EXERCISE DESCRIPTION: Display each line of the items below that contains the word "scaffolding". Matches must have the same uppercase and lowercase letters.

>> START ENTRIES PROVIDED

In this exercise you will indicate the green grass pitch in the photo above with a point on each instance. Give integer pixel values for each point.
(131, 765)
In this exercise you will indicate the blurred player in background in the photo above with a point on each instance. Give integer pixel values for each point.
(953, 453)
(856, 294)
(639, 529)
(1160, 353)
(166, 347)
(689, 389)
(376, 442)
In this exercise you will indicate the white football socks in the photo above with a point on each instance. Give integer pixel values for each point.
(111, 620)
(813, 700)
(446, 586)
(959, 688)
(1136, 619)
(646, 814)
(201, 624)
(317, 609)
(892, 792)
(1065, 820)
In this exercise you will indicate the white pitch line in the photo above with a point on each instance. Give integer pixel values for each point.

>> END ENTRIES PROVIDED
>> START ENTRIES PROVIDED

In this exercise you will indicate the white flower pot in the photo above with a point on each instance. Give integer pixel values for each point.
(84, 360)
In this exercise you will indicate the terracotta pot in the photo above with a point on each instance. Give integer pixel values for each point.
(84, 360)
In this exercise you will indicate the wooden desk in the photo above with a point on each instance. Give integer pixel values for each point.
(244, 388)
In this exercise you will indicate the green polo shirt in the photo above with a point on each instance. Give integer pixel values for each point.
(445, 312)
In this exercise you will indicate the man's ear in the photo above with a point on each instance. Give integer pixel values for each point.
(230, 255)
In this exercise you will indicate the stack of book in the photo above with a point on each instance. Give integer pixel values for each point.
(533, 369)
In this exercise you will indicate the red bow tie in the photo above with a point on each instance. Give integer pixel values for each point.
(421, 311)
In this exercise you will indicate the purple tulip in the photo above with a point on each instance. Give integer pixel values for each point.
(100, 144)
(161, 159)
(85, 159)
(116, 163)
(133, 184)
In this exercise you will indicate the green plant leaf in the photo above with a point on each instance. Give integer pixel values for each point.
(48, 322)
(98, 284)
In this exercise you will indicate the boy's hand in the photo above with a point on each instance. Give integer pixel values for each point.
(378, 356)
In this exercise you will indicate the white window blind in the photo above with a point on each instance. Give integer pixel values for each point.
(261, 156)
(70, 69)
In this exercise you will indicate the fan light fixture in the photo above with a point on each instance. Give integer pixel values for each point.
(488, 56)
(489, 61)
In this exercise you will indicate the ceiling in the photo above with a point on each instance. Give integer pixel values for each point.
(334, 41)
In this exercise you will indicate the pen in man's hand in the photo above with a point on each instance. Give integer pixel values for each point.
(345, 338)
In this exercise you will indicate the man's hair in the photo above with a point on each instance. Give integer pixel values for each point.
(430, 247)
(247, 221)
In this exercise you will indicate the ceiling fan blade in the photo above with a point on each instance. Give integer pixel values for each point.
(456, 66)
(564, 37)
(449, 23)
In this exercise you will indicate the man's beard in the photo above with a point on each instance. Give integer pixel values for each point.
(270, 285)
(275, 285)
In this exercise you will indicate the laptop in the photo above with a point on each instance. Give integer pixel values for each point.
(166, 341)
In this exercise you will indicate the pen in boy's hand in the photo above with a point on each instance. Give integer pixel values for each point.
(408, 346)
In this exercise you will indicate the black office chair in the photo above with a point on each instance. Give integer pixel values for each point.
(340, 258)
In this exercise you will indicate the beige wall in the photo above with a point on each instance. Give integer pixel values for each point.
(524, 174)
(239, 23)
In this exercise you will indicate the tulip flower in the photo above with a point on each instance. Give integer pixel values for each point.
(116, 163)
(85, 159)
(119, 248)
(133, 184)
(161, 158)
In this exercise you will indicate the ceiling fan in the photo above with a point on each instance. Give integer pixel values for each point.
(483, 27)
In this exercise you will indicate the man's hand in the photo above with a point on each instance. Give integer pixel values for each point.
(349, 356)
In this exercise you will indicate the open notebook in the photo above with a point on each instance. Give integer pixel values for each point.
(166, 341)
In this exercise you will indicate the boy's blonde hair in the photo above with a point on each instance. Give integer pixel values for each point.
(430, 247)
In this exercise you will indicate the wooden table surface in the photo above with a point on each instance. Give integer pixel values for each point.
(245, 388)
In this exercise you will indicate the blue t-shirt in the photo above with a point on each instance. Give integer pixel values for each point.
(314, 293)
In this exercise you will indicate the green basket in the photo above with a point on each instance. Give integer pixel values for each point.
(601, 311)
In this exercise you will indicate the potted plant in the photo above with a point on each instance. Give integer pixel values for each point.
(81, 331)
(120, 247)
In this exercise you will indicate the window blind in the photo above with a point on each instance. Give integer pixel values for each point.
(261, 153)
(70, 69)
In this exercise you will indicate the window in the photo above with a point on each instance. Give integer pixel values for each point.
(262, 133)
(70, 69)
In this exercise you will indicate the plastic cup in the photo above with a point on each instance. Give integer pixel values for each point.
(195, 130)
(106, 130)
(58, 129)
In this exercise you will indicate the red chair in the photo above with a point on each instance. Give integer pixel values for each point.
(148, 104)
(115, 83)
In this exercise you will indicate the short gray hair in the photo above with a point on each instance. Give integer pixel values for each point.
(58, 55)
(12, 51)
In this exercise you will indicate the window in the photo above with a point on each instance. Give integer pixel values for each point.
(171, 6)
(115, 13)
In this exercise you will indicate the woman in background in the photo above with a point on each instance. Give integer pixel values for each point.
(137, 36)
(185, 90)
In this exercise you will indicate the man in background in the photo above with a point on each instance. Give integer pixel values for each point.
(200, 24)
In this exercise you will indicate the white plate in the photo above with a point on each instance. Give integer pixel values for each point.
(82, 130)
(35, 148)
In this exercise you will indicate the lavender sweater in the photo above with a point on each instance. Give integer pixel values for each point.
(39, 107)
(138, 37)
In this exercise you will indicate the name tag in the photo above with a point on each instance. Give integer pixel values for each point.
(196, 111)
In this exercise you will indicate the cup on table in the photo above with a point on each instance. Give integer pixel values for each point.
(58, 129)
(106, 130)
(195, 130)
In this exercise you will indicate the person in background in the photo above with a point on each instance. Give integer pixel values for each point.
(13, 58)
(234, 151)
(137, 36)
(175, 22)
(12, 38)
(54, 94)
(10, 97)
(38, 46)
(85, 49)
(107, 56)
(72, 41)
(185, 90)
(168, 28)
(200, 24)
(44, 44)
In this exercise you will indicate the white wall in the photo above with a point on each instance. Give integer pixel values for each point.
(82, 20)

>> END ENTRIES PROVIDED
>> START ENTRIES PROVIDED

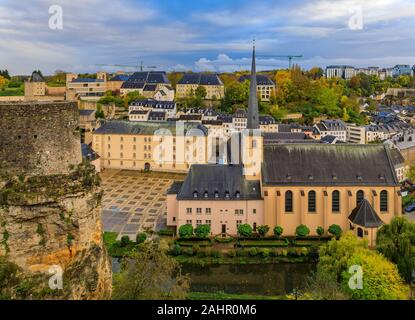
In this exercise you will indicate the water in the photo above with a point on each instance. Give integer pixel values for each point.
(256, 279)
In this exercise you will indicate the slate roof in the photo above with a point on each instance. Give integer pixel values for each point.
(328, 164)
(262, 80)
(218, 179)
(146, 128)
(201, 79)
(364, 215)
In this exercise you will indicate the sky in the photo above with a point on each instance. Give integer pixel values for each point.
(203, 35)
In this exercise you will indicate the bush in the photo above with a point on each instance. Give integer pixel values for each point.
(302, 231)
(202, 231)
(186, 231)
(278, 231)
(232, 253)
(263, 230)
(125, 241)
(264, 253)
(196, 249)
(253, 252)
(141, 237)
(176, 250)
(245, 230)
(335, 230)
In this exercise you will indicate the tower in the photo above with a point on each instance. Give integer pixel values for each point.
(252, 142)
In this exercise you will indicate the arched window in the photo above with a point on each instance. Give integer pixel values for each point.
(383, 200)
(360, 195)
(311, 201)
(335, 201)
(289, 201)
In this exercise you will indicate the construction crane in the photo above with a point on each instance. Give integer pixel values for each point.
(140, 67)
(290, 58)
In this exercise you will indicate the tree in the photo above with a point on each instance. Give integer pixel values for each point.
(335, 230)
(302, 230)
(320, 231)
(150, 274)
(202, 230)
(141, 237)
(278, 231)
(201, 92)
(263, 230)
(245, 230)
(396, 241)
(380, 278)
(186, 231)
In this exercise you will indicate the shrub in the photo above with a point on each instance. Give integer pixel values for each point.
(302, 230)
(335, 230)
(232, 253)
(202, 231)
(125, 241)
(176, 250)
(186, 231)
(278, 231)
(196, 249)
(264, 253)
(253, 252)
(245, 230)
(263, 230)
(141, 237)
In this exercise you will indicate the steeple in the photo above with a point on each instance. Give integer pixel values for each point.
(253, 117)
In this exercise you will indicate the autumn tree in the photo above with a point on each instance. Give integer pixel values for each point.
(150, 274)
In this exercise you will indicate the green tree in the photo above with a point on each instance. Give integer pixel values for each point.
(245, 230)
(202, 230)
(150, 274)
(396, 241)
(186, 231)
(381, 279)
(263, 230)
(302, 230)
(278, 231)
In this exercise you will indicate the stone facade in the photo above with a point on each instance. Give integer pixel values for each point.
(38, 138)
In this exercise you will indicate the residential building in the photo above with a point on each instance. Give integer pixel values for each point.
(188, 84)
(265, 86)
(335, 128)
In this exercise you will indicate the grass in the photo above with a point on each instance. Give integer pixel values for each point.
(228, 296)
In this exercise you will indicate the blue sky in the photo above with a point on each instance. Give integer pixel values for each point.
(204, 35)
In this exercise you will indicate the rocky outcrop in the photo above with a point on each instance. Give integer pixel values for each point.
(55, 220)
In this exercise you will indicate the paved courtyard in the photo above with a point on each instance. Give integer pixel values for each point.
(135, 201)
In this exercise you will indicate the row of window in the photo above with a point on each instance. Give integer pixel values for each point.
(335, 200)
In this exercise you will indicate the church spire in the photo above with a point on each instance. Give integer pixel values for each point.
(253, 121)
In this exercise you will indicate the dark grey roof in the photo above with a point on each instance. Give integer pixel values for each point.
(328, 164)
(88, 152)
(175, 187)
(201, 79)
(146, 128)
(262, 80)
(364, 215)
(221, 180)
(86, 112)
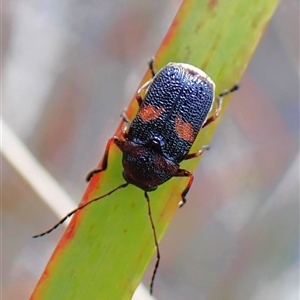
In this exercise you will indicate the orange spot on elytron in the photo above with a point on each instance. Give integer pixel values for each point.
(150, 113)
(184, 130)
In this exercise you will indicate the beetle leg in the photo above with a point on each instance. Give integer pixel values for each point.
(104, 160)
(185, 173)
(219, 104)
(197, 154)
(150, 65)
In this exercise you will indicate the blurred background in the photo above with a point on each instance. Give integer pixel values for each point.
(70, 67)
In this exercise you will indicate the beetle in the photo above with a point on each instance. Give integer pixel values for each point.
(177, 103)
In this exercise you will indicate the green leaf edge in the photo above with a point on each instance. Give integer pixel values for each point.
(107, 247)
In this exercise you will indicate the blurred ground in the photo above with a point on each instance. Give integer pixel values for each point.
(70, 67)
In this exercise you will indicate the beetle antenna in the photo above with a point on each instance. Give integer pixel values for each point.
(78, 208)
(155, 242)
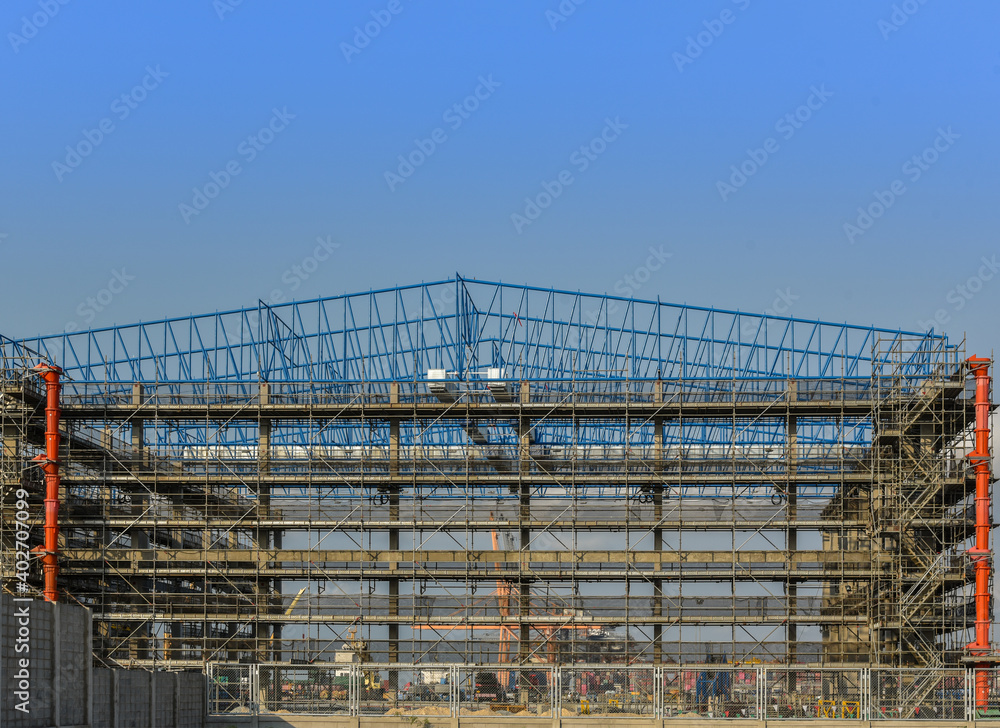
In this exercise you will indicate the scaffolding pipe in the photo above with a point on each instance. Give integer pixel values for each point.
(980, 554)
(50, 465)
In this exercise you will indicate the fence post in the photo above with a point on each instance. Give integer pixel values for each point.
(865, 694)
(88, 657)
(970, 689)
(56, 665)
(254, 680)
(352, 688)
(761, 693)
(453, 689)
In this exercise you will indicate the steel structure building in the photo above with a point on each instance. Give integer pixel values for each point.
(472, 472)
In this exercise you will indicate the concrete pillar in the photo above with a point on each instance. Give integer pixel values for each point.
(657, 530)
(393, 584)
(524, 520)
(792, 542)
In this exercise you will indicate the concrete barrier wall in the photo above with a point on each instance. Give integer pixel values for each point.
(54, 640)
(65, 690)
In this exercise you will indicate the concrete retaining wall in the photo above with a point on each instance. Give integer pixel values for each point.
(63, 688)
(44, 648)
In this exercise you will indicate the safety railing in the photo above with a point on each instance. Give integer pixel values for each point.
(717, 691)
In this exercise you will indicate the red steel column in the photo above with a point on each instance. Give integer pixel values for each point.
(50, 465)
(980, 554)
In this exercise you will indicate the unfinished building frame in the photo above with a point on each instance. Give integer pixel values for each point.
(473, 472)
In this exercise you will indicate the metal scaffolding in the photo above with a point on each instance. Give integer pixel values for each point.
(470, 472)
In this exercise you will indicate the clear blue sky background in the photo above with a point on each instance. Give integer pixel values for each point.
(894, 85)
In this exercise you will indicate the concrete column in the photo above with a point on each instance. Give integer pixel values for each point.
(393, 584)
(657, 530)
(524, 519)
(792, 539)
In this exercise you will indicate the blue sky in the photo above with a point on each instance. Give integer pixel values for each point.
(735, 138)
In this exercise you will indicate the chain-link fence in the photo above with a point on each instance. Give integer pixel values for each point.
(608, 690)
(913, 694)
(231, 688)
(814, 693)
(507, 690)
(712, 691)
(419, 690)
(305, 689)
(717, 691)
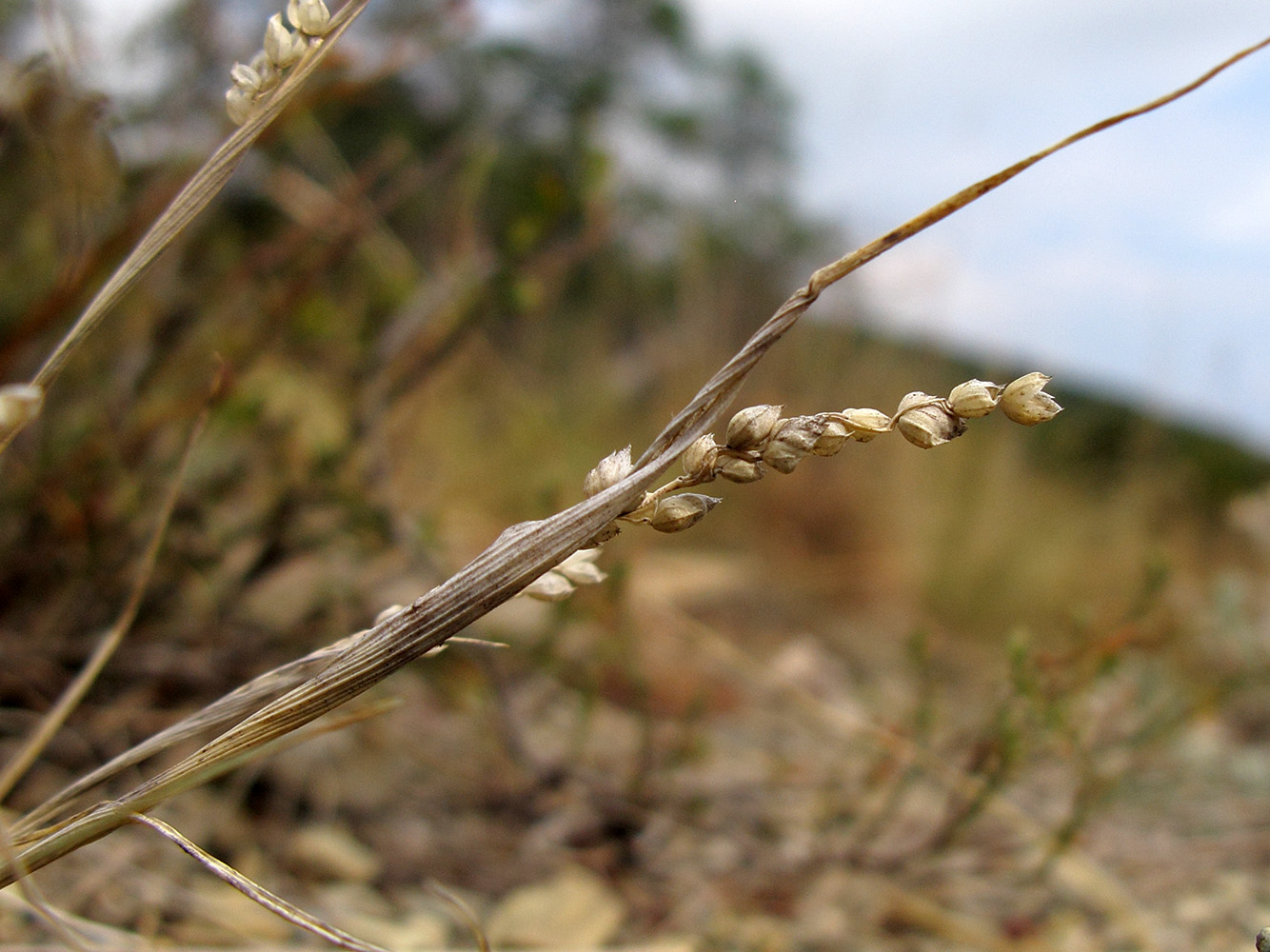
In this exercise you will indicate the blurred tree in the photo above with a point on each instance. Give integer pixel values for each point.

>> END ENTRIES PROVIDED

RESULT OF THIS TASK:
In this exercise you will indicate the scaffolding pipe in the photo above with a point on each instance. Give integer pixel values for each point.
In this exercise you will indicate the metal scaffolding in the photo above with a point on each instance. Give integer pixel values for each point.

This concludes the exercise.